--- About this task ---
What you return should match the records below exactly.

(Records from a data source)
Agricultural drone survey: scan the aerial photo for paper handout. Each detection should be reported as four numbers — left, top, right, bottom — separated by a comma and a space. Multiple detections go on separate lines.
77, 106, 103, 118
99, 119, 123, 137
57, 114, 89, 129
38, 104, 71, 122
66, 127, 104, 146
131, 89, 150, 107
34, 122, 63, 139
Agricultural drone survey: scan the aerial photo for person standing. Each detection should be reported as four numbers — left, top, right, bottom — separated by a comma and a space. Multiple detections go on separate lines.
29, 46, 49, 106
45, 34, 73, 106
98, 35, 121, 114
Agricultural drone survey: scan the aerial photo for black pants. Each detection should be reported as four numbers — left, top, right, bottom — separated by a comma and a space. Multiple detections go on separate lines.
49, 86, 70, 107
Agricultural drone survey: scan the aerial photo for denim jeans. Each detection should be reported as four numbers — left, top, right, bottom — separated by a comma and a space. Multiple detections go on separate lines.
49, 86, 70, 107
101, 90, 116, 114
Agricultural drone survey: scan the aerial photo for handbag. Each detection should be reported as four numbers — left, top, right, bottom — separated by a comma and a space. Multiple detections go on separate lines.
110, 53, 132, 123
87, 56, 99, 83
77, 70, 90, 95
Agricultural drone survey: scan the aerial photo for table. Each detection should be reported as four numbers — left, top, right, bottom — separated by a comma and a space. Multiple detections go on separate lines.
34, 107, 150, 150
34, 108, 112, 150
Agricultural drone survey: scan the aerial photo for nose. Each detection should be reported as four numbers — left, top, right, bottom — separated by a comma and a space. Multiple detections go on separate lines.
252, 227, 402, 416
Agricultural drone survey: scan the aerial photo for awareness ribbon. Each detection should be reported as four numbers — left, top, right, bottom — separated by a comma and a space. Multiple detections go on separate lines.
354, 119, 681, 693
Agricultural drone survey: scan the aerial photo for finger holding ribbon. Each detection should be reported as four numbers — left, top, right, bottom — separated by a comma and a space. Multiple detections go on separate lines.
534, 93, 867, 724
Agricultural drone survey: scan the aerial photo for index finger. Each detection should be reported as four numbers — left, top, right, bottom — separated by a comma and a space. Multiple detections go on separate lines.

--- Solution to the problem ---
Agricultural drone survey: scan the aerial photo for paper handout. Each detection should be reported as four numbers — left, top, right, bottom — separated by a comma and a space. Multiple detections go on separate lines.
77, 106, 103, 118
99, 119, 123, 137
57, 114, 89, 129
38, 104, 71, 122
66, 127, 104, 146
131, 89, 150, 107
34, 122, 63, 139
Agricultural drone survey: scan the aerial photo for person standing. Each detection should be reported as four numbers — left, top, right, bottom — separated by a comma and a space. Multiple detections go on separate lines.
29, 46, 49, 106
45, 34, 73, 106
98, 35, 121, 114
Agricultural drone survey: scan the aerial photo for black pants. Each detection should be reported as four numbers — left, top, right, bottom — separated by a comma and a space. Multiple detections go on separate lines.
49, 86, 70, 107
Agricultural drone survey: scan the aerial photo for denim jeans. Each detection should be reported as four numbers — left, top, right, bottom — separated by a comma and a space. Multiple detections go on separate lines.
49, 86, 70, 107
101, 90, 116, 114
Agricultural drone survey: scan the aerial photo for handbag. Each detection should be reported as four numbers — left, top, right, bottom — separated by a comma and a space. Multiple detections go on separate lines.
110, 53, 132, 123
87, 56, 99, 83
77, 70, 90, 95
Agricultural drone survey: scan the aerial photo for table. Each detection should be reported as four numbers — left, top, right, bottom — separated by a comma and a space. Multiple detections go on separate lines.
34, 107, 150, 150
34, 108, 112, 150
Agricultural drone survey: scan the aerial photo for nose. Each detection should be reported as four numbers — left, top, right, bottom — separated by a comma and a space. Multiple detections go on separate lines.
252, 227, 402, 416
Agricultural drone survey: scan the aerial photo for awareness ribbon. Each detection should be reported as four numbers — left, top, right, bottom — separated by a comma and a space. Multiple detections go on separate lines.
354, 119, 681, 693
Agricultural drone survey: scan the aerial photo for finger holding ribbon. Each detection should be reported as four numbers — left, top, right, bottom — separated by a comma and a space. Multiple detections go on separate lines.
534, 93, 867, 724
Agricultural drone survey: scan the aerial photo for index finger. Each detection should be reported as four numbers — left, top, right, bottom — separated by a comma and a space. Multiple detections go on separate lines.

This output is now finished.